━━━ INFORMATION SHOWN

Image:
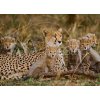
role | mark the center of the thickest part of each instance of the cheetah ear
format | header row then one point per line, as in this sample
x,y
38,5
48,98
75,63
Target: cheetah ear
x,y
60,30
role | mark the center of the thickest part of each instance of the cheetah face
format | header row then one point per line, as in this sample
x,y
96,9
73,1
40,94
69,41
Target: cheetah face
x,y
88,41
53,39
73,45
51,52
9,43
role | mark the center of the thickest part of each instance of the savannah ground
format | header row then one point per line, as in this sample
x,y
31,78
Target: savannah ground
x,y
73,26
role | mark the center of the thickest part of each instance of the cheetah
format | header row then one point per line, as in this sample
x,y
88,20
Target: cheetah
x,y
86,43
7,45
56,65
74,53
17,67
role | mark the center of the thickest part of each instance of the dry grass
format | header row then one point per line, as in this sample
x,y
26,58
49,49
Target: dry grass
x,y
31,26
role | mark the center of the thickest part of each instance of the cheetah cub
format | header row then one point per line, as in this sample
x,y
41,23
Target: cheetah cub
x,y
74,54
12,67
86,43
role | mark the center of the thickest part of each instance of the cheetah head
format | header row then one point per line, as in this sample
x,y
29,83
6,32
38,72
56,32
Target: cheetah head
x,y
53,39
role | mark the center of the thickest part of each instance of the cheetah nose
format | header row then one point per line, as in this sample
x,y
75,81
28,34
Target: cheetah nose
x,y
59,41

━━━━━━
━━━ INFORMATION SHOWN

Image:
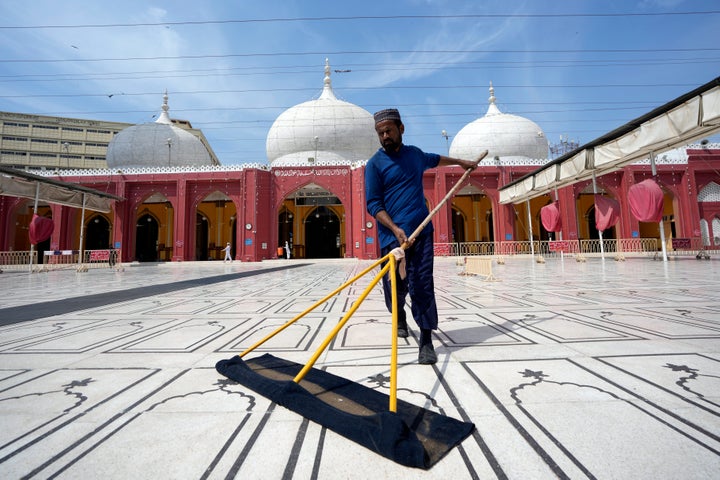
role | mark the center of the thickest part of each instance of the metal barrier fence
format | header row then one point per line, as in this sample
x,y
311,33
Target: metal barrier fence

━━━━━━

How many lines in the entries contain the string "nose", with case counting? Reply with the number alone.

2